Listed records ->
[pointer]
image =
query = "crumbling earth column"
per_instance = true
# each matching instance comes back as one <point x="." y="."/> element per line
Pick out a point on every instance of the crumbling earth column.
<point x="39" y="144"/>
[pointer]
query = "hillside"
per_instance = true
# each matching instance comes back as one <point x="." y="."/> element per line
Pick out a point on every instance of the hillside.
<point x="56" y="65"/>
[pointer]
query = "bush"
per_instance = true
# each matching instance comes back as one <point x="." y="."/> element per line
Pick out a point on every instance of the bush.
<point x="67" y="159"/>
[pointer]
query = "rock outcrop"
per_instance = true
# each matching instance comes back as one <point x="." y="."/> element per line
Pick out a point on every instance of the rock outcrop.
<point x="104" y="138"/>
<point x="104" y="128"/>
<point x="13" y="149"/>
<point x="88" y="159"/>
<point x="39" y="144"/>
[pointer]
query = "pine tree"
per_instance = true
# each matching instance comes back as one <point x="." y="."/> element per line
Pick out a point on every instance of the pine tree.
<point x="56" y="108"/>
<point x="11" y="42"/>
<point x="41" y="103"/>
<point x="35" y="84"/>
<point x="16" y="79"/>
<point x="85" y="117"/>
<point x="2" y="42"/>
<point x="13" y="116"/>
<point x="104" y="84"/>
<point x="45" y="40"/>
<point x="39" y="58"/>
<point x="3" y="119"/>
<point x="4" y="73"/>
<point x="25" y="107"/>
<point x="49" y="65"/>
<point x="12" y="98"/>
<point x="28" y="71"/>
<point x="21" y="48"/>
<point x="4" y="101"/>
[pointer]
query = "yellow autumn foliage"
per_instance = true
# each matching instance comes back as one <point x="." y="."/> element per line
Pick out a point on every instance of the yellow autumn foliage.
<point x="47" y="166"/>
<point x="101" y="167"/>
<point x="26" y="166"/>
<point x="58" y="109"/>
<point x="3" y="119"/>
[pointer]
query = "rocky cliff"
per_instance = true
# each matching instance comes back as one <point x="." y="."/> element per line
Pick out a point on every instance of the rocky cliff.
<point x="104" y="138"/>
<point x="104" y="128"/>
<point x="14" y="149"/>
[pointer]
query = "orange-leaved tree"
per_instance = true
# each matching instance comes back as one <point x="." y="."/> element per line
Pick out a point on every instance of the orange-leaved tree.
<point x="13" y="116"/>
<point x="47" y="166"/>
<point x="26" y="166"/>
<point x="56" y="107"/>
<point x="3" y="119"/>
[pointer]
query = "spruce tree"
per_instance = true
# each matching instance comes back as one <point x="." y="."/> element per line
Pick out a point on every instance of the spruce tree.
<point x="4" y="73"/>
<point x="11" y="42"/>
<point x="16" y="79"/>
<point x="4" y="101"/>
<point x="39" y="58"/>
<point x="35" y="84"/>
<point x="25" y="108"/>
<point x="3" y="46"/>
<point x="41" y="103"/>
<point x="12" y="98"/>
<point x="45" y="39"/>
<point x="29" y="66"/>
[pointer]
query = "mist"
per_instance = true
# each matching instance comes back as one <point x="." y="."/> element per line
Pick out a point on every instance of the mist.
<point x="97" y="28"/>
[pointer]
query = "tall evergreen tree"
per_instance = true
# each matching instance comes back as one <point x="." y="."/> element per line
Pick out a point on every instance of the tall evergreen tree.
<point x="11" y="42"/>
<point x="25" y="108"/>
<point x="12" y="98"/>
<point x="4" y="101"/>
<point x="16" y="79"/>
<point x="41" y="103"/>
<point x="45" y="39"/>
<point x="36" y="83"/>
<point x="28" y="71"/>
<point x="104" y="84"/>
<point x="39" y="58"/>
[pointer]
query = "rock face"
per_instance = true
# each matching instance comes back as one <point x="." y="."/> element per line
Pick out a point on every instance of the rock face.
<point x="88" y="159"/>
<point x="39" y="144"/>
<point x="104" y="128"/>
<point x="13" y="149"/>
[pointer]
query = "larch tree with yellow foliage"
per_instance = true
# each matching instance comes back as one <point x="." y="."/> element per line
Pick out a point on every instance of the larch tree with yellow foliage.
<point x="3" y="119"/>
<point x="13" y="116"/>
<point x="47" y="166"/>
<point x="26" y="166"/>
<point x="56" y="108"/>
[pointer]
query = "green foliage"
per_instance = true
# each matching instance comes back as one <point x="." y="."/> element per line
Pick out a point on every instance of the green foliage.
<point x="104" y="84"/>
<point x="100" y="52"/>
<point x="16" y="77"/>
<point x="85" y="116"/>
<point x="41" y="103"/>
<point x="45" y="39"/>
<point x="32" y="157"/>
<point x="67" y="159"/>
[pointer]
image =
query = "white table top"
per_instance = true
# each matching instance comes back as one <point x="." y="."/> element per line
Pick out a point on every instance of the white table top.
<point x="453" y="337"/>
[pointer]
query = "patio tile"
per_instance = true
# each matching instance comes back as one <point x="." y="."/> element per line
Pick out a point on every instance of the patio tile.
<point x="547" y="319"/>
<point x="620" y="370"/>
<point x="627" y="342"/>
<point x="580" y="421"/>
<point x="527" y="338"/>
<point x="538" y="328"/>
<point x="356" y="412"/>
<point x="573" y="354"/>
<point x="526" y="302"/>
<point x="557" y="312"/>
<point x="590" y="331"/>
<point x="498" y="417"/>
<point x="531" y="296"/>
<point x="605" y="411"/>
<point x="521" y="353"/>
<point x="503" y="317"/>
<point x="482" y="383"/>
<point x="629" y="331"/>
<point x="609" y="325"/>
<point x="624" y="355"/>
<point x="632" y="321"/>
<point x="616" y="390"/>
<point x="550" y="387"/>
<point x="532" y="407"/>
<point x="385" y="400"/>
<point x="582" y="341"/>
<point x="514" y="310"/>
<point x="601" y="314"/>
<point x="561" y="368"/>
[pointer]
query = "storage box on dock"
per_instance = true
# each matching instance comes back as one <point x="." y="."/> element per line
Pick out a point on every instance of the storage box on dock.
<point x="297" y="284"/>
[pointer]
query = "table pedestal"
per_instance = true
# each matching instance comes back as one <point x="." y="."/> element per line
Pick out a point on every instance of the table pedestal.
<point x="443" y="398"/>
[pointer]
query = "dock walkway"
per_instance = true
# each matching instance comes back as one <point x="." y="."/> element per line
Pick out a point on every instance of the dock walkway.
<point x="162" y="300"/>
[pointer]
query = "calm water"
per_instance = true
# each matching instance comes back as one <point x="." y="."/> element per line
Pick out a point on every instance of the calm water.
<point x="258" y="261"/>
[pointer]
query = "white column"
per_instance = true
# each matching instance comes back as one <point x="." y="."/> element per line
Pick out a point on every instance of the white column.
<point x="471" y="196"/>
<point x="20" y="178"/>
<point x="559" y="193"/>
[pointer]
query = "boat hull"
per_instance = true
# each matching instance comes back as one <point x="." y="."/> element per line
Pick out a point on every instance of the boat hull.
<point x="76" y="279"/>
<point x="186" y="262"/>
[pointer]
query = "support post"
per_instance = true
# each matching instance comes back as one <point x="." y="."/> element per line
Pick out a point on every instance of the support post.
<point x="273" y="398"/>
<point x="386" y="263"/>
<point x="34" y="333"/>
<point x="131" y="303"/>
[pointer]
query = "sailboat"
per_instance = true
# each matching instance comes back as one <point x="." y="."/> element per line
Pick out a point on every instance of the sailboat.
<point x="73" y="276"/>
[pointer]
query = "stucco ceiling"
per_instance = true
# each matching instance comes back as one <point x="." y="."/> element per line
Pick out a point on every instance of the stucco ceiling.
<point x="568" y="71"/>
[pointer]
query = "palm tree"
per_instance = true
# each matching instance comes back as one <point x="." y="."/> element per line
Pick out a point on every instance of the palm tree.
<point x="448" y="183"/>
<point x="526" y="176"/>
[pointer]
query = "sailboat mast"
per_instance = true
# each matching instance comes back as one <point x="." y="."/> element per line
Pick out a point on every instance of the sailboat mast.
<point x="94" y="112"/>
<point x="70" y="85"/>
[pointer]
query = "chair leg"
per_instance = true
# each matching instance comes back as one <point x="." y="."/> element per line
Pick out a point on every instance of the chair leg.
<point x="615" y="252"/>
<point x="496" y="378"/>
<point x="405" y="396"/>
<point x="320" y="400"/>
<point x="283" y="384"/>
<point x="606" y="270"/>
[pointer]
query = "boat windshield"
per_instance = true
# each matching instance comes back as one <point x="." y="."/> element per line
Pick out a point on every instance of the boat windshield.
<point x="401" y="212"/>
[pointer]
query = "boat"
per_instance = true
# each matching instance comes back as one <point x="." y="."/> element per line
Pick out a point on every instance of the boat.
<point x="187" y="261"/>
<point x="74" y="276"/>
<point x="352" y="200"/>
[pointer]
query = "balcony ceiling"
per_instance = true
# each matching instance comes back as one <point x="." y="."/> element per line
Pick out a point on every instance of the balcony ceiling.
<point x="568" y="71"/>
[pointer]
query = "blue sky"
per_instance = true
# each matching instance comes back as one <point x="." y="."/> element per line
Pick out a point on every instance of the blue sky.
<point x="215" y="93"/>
==
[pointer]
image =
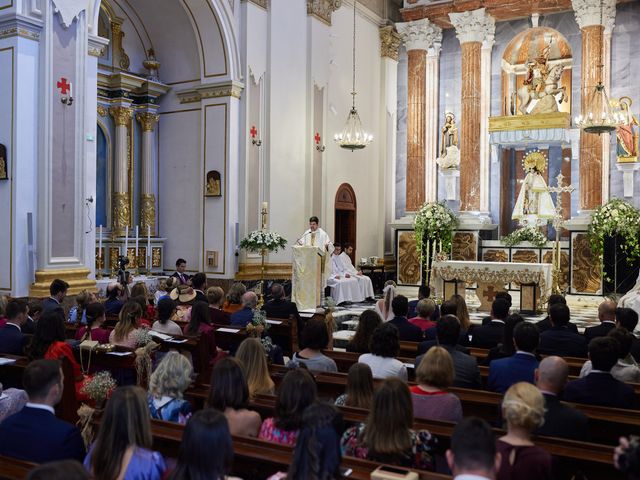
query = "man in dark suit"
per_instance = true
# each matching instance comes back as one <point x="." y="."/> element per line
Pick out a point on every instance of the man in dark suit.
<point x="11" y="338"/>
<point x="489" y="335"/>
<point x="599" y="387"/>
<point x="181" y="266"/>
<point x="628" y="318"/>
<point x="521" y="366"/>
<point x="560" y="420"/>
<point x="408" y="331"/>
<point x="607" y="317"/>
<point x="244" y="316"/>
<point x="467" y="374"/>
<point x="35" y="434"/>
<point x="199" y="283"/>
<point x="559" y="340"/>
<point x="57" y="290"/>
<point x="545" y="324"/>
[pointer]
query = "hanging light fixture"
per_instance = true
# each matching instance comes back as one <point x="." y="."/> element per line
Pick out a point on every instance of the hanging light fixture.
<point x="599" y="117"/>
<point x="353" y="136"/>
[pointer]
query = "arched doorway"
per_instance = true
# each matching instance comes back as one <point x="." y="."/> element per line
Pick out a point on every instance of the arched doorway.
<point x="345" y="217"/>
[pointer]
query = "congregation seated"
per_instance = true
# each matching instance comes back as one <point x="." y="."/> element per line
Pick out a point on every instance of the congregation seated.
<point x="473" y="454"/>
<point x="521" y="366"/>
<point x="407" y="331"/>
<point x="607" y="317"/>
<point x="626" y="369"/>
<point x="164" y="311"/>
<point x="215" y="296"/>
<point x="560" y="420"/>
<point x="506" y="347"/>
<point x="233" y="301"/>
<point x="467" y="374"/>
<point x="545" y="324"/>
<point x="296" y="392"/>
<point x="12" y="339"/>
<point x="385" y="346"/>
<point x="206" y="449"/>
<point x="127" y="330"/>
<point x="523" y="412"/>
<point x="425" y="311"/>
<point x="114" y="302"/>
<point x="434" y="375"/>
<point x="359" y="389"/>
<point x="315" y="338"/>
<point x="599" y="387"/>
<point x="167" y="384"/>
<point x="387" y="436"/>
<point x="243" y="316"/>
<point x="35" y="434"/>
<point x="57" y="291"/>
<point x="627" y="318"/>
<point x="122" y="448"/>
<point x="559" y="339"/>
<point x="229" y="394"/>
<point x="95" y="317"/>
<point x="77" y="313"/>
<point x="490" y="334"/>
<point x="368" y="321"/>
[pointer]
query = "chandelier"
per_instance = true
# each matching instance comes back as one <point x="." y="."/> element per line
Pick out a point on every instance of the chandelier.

What is needed -> Collect every line of the material above that contains the word "rocky", treating uppercase and lowercase letters as distinct.

Correct output ->
query = "rocky cliff"
Pick out a point on every instance of the rocky cliff.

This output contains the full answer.